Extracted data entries
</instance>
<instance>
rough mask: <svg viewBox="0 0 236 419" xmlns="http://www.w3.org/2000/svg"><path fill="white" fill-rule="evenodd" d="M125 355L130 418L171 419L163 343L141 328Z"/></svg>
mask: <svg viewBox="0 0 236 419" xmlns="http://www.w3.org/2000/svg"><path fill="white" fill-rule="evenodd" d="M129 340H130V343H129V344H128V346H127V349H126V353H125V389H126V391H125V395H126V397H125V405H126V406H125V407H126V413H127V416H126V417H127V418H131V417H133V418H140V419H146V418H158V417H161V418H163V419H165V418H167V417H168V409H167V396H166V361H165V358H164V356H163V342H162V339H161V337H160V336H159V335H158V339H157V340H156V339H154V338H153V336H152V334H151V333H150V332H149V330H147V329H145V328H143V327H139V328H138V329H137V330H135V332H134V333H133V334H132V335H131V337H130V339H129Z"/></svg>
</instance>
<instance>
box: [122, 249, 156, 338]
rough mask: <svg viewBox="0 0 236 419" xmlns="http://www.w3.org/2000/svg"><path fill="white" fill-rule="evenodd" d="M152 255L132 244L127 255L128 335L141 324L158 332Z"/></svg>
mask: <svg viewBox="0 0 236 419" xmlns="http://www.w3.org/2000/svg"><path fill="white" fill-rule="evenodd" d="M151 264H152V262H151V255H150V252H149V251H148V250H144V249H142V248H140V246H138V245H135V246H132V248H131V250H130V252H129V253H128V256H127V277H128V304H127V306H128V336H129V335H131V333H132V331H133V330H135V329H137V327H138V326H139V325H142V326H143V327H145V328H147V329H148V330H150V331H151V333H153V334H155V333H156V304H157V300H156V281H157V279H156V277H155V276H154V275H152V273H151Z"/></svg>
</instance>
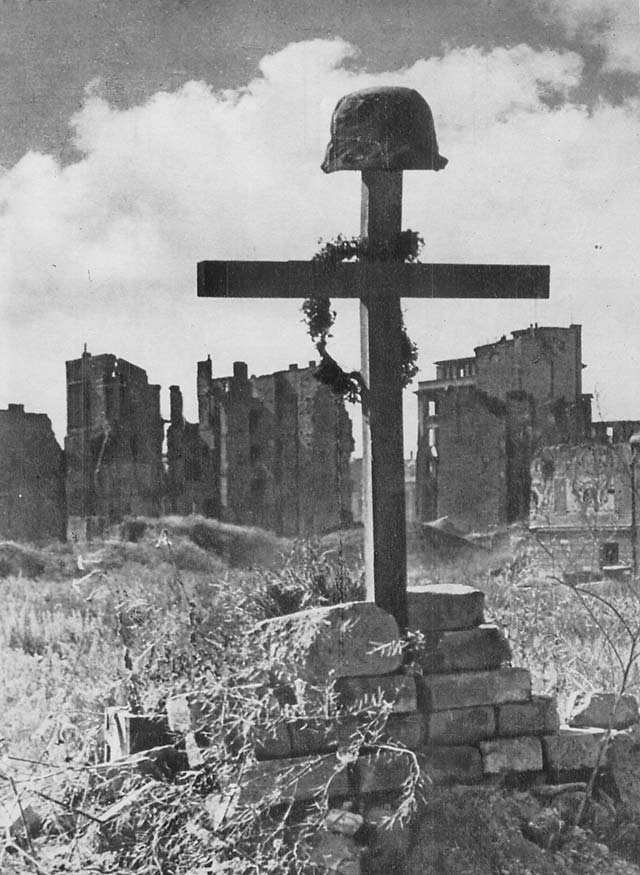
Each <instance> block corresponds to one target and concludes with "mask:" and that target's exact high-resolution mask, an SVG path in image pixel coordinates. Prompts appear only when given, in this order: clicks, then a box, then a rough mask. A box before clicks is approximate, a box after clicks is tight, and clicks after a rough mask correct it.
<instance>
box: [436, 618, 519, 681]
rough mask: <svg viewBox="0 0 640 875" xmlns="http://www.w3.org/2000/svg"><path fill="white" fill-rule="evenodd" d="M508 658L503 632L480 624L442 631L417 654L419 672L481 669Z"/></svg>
mask: <svg viewBox="0 0 640 875" xmlns="http://www.w3.org/2000/svg"><path fill="white" fill-rule="evenodd" d="M510 659H511V648H510V647H509V644H508V642H507V639H506V638H505V637H504V634H503V632H502V631H501V630H500V629H499V628H498V627H497V626H493V625H488V624H484V625H482V626H478V627H477V628H475V629H462V630H460V631H458V632H443V633H442V634H441V635H440V636H439V640H438V641H437V642H434V646H433V647H432V648H429V649H428V651H427V652H426V653H425V654H424V655H423V656H421V658H420V666H421V667H422V670H423V672H425V673H428V674H432V673H434V672H439V673H442V672H450V671H482V670H487V669H496V668H500V666H501V665H504V663H506V662H509V661H510Z"/></svg>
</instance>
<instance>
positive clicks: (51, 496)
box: [0, 404, 66, 542]
mask: <svg viewBox="0 0 640 875" xmlns="http://www.w3.org/2000/svg"><path fill="white" fill-rule="evenodd" d="M0 445H1V446H2V452H1V453H0V538H1V539H7V540H12V541H30V542H37V541H44V540H49V539H56V538H58V539H63V538H64V536H65V527H66V507H65V486H64V483H65V467H64V454H63V452H62V448H61V447H60V445H59V444H58V442H57V441H56V439H55V436H54V434H53V429H52V428H51V421H50V419H49V417H48V416H46V414H44V413H26V412H25V410H24V407H23V406H22V404H9V406H8V407H7V409H6V410H0Z"/></svg>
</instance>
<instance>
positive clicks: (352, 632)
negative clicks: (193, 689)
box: [253, 602, 402, 684]
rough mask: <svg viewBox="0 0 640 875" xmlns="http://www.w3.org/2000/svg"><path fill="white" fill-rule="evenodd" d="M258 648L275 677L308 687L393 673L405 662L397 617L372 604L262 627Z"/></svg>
mask: <svg viewBox="0 0 640 875" xmlns="http://www.w3.org/2000/svg"><path fill="white" fill-rule="evenodd" d="M253 635H254V638H255V641H256V645H257V646H262V647H263V648H265V649H267V652H268V653H269V662H270V667H271V670H272V672H273V673H275V674H278V675H280V676H281V677H285V678H290V679H291V680H296V681H304V682H306V683H310V684H326V683H327V681H329V680H330V679H331V678H341V677H357V676H360V675H365V676H366V675H370V676H371V675H385V674H391V673H392V672H394V671H395V670H396V669H398V668H399V667H400V665H401V663H402V653H401V649H400V640H399V639H400V634H399V631H398V625H397V623H396V621H395V620H394V618H393V617H392V616H391V615H390V614H387V613H386V611H383V610H382V608H379V607H378V606H377V605H375V604H373V603H372V602H346V603H344V604H341V605H330V606H328V607H322V608H312V609H310V610H308V611H298V612H297V613H295V614H287V615H286V616H283V617H274V618H272V619H269V620H264V621H263V622H262V623H259V624H258V625H257V626H256V627H255V628H254V630H253Z"/></svg>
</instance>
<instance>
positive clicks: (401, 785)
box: [355, 751, 414, 795]
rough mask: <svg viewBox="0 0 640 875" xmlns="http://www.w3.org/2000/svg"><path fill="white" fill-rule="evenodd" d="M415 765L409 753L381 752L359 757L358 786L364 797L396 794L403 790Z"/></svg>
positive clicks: (355, 771) (358, 760) (385, 751)
mask: <svg viewBox="0 0 640 875" xmlns="http://www.w3.org/2000/svg"><path fill="white" fill-rule="evenodd" d="M413 765H414V759H413V756H411V755H410V754H409V753H404V754H403V753H395V752H393V753H392V752H391V751H380V752H378V753H372V754H365V755H364V756H361V757H358V759H357V761H356V767H355V776H356V786H357V788H358V792H359V793H361V794H362V795H366V794H372V793H373V794H380V793H394V792H398V791H400V790H402V788H403V786H404V784H405V782H406V781H407V779H408V778H409V777H410V776H411V773H412V769H413Z"/></svg>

Problem statement
Extract the lines starting at the one containing "765L409 753L381 752L359" and ending at the one containing "positive clicks: (355, 771)", and reproduce them verbatim.

Your response
rough mask: <svg viewBox="0 0 640 875" xmlns="http://www.w3.org/2000/svg"><path fill="white" fill-rule="evenodd" d="M415 765L409 753L381 752L359 757L358 786L364 797L396 794L403 790Z"/></svg>
positive clicks: (355, 771) (358, 760) (385, 751)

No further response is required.